Исходный текст:

'''

И тем не менее Гасконская война, как стала называться эта кампания, была для Франции весьма дорогой. До окончательного мирного договора, заключенного в Шартре н 1303 году, в Аквитании дислоцировались французские войска, что обошлось казне в 2 млн. ливров.
Сегодня миллионные, миллиардные суммы операций государственного бюджета, имущества корпораций, предприятий и даже частных лиц не вызывают нашего удивления. Но в конце XIII века миллион ливров — это была подавляющая, невообразимая величина. Расчеты шли в ливрах, солях и денье. 12 денье (д) равнялись 1 солю (с), а 20 солей — 1 ливру (л). Ливр представлял собой только счетную единицу, монеты достоинством в 1 ливр не было, самыми ходовыми монетами были денье и полденье.
Во времена Филиппа IV во Франции существовали две валютные системы: старая, парижская (п) и новая (н). Четыре старых ливра равнялись пяти новым.
Искусный ремесленник в день получал в лучшем случае 18 новых денье (нд), или 27 новых ливров (нл) в год. Жалованье королевского служащего недворянского происхождения (за исключением высших чиновников) составляло 2—5 солей в день, рыцаря — 10 солей.
Доходы высших чиновников исчислялись на годовой основе. Жалованье верховного судьи или высшего чиновника королевского двора составляло от 365 до 700 нл. Мастер королевского монетного двора, одновременно советник короля по монетным делам Бэтен Косинель получал только 250 нл. Самый высокооплачиваемый человек на королевской службе Ангерран де Мариньи получал 900 нл в год.
Документ, составленный примерно в 1296 году, дает представление о том, из каких источников предполагалось изыскать средства для финансирования Гасконской войны:
200 000 нл — твердые доходы от королевских владений 249 000 нл — десятина, удерживаемая из доходов церкви 315 000 нл — налог на баронов (1/100 имущества)
35 000 нл — налог на баронов в Шампани ('/so)
65 000 нл — налог на ломбардцев
60 000 нл — налог с торгового оборота городов (в большинстве случаев в виде «налога с очага»)
16 000 нл — налога на сделки между ломбардцами во Франции
225 000 нл — налог на евреев, включая удержанные штрафы
200 000 нл — займы у ломбардцев
630 000 нл — займы у зажиточных подданных
50 000 нл — займы у прелатов и королевских служащих
50 000 нл — доходы от «облегчения монет»
Итого: 2 105 000 нл
Некоторые позиции (например, обложение евреев), безусловно, завышены. Некоторые не полностью раскрыты: перечень городов, из которых казна получает налоговые поступления, явно не полный.

'''

Список позиций:
'''

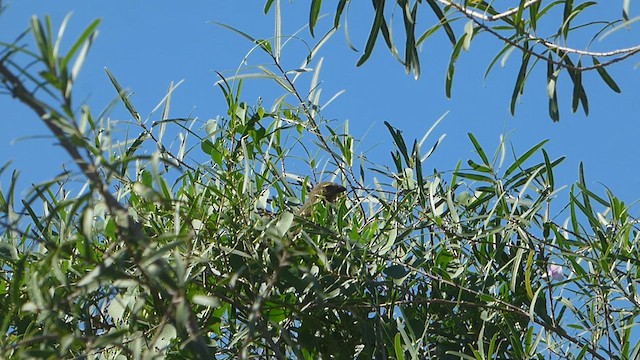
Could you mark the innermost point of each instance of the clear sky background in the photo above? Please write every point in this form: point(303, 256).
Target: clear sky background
point(149, 44)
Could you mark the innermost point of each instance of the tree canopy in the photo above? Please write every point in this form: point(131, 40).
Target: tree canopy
point(559, 35)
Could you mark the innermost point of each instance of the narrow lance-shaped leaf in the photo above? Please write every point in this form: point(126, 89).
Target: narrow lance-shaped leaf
point(552, 79)
point(605, 76)
point(443, 20)
point(452, 66)
point(518, 89)
point(373, 34)
point(314, 10)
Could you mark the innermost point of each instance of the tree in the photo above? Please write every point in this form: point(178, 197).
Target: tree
point(160, 256)
point(536, 30)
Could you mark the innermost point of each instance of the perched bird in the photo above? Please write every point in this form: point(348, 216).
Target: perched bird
point(324, 191)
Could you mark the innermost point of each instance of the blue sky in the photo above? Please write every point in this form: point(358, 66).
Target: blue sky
point(148, 45)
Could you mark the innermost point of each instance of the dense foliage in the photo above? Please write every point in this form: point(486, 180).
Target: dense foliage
point(157, 254)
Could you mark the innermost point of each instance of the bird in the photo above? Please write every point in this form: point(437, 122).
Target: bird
point(324, 191)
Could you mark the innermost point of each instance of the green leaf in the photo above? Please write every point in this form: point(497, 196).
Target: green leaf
point(397, 345)
point(396, 271)
point(518, 89)
point(605, 76)
point(375, 29)
point(314, 10)
point(479, 150)
point(552, 90)
point(443, 20)
point(452, 65)
point(524, 157)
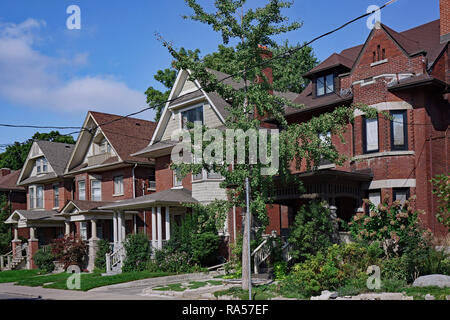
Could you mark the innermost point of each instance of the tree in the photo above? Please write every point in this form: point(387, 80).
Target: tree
point(15, 155)
point(253, 31)
point(286, 72)
point(5, 230)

'''

Выведите без изменений фрагмент текста о Гасконской войне: начните с места, где стоят слова «Искусный ремесленник в», и остановитесь после слов «рыцаря — 10 солей.».

Результат выполнения:
Искусный ремесленник в день получал в лучшем случае 18 новых денье (нд), или 27 новых ливров (нл) в год. Жалованье королевского служащего недворянского происхождения (за исключением высших чиновников) составляло 2—5 солей в день, рыцаря — 10 солей.